(Excerpt from a dataset)
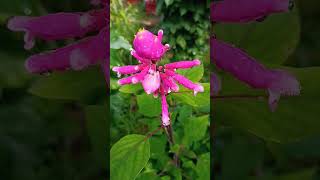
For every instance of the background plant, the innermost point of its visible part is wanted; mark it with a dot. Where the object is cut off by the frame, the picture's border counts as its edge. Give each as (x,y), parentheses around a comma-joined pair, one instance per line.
(53,126)
(249,141)
(133,112)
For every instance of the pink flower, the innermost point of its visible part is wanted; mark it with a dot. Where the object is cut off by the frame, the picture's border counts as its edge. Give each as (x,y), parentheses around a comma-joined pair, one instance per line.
(215,84)
(148,47)
(156,79)
(77,56)
(248,70)
(240,11)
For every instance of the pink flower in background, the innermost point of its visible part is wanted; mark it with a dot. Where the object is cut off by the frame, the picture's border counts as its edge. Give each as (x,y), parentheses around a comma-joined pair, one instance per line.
(237,62)
(240,11)
(248,70)
(148,50)
(77,56)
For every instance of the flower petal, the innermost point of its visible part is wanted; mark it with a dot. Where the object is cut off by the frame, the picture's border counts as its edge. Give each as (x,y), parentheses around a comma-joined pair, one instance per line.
(183,64)
(248,70)
(58,26)
(76,56)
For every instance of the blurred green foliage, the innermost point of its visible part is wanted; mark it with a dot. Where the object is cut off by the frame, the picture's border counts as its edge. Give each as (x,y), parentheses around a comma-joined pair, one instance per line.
(52,126)
(134,112)
(250,141)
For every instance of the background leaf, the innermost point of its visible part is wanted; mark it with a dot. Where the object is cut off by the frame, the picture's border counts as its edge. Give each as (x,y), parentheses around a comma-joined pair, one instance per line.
(129,156)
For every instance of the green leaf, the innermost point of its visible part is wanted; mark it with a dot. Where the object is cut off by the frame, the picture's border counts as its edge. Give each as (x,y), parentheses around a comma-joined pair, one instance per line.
(97,127)
(203,167)
(270,41)
(295,117)
(70,85)
(195,129)
(131,88)
(12,71)
(129,156)
(201,99)
(148,105)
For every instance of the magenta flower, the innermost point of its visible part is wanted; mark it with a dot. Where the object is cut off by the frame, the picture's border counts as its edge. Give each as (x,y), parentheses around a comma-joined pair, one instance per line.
(148,50)
(77,56)
(240,11)
(248,70)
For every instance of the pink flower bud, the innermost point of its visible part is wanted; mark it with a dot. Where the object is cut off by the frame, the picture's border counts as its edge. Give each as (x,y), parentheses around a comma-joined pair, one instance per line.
(215,84)
(240,11)
(183,64)
(151,82)
(58,26)
(76,56)
(168,83)
(165,113)
(248,70)
(135,78)
(149,46)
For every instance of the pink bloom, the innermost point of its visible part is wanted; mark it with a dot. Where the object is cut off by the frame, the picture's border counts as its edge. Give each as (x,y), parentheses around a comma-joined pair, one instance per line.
(77,56)
(240,11)
(156,79)
(148,47)
(248,70)
(215,84)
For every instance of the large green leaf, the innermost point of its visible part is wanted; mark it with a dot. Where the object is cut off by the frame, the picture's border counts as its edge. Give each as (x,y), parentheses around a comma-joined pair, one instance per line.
(295,117)
(70,85)
(128,157)
(203,167)
(201,99)
(195,129)
(270,41)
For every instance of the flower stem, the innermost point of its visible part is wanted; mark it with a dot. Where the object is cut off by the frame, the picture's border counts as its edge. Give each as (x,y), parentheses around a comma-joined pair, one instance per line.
(169,132)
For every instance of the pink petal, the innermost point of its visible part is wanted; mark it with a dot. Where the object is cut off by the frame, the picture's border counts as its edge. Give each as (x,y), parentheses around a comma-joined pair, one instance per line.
(165,113)
(151,82)
(185,82)
(168,83)
(76,56)
(248,70)
(183,64)
(215,84)
(135,78)
(58,26)
(234,11)
(149,46)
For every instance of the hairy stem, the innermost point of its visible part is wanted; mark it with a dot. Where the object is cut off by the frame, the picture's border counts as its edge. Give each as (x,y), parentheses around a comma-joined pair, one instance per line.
(169,132)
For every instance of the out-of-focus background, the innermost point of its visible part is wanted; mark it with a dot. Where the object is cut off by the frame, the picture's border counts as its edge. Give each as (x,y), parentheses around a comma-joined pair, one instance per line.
(52,126)
(250,141)
(186,28)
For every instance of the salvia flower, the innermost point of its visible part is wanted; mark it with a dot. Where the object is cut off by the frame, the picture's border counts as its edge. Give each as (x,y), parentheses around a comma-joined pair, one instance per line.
(248,70)
(77,56)
(240,11)
(156,80)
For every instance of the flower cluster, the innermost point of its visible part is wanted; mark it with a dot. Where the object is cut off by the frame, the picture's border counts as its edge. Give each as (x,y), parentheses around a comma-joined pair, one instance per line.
(156,80)
(240,64)
(77,56)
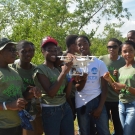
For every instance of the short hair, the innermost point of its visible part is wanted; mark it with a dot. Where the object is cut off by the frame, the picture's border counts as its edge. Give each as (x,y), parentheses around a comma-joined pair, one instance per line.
(116,40)
(85,37)
(132,31)
(129,42)
(70,39)
(23,42)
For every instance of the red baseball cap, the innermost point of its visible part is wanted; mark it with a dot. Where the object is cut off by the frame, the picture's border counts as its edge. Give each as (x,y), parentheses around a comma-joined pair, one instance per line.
(48,39)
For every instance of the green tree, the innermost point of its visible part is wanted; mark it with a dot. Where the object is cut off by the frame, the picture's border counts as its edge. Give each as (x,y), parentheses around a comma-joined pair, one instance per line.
(34,19)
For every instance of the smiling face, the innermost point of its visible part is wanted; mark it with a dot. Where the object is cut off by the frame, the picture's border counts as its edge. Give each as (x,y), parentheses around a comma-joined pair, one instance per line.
(50,52)
(131,36)
(8,54)
(26,53)
(83,46)
(128,52)
(113,48)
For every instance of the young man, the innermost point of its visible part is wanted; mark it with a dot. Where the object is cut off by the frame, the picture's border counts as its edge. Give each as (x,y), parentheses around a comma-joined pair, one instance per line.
(131,35)
(91,93)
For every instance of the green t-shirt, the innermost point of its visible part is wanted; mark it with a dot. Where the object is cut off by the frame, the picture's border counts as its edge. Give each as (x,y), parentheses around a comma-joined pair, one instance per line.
(112,96)
(27,79)
(127,76)
(11,88)
(52,75)
(26,75)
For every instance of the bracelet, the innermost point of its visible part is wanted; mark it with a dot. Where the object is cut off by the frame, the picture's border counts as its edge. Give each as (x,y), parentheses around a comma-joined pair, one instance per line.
(4,106)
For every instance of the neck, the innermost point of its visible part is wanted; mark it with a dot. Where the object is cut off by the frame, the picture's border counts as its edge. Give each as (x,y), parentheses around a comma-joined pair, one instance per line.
(113,57)
(25,65)
(129,63)
(49,64)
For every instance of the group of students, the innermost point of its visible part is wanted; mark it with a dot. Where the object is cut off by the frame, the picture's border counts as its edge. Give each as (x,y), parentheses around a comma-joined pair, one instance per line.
(53,97)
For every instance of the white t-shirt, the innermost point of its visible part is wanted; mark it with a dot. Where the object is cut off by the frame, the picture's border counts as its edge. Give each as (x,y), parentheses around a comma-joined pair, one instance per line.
(92,89)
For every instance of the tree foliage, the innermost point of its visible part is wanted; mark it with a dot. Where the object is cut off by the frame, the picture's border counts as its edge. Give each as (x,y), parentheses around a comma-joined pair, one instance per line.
(34,19)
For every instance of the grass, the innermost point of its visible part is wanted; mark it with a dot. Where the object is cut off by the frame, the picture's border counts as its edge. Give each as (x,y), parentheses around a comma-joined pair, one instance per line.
(110,127)
(76,127)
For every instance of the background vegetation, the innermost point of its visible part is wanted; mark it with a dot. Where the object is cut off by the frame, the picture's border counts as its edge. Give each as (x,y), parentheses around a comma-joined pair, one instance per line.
(33,19)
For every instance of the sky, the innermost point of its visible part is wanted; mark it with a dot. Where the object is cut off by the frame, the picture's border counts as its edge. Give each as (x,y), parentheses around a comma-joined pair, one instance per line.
(128,25)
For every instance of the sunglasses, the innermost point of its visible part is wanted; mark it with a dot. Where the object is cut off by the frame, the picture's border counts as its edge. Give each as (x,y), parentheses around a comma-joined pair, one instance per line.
(113,47)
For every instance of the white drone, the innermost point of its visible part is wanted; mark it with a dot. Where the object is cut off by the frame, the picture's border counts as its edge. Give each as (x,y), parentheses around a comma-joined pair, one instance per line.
(79,64)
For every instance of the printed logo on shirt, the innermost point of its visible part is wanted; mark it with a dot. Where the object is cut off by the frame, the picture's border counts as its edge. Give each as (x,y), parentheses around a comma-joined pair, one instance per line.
(94,70)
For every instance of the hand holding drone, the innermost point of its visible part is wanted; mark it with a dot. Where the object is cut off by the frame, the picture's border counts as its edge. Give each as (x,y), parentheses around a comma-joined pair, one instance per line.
(79,64)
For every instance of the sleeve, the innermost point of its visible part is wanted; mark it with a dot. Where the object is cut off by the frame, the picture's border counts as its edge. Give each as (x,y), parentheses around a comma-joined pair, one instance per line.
(103,68)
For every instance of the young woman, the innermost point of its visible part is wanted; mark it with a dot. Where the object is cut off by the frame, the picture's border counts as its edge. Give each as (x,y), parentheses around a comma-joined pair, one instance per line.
(114,62)
(25,52)
(126,88)
(89,97)
(56,113)
(11,88)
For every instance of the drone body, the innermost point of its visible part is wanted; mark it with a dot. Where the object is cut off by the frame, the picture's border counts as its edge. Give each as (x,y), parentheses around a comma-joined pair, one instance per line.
(79,64)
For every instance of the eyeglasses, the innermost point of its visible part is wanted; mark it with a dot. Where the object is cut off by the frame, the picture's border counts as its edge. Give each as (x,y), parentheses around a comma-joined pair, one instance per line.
(113,47)
(12,50)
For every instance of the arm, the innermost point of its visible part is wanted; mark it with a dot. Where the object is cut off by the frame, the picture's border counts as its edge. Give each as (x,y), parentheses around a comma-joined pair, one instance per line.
(96,113)
(53,89)
(18,104)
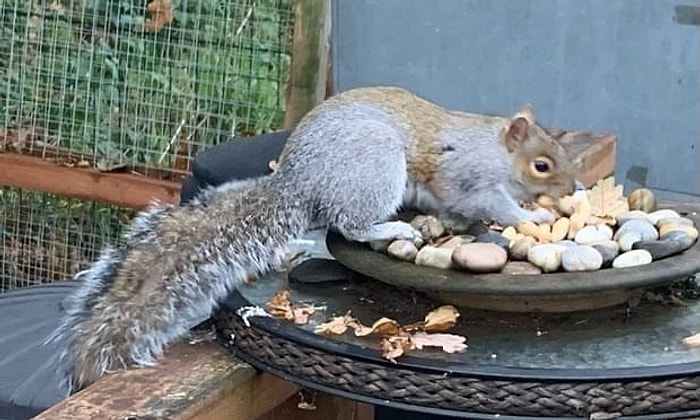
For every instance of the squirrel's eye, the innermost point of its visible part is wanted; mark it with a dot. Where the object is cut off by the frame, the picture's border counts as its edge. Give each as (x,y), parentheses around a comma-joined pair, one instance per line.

» Exercise task
Copy the rows from the line with "For every instance of the drone" through the end of the rows, substituting "spectacles" for "eyeglasses" and changing nothing else. Omit the pictures.

» Task output
For every instance of the drone body, the innermost point of its visible part is wanted; mark it with a dot. Where the object is cut off by the frame, the picture's border counts as its edge. Give each as (x,y), parentheses around a comma-joined pair, one instance per line.
(79,64)
For every instance of the spectacles, the innermost point of its visible part is wanted; mark it with a dot. Where the object is cut off by the frame, the picture's border counts as its edge. Give each as (x,y), parentheses around a comma-joined pair, one instance per line.
(113,47)
(12,50)
For every instance of the arm, the innermost point of its visible part is wanted; mark it with a dot. Where the object is cut off by the frame, the picture's border counts as its edge. Give each as (x,y), parentheses around a comma-joined pair, one instance per line.
(96,113)
(53,89)
(18,104)
For every instance of the squirrel's eye, the innermost point of its visible part is wanted; mark it with a dot. Where the object is cut off by the frame, the picture's border counts as its edge. Give each as (x,y), parentheses around a comma-joined pair, one instance per line.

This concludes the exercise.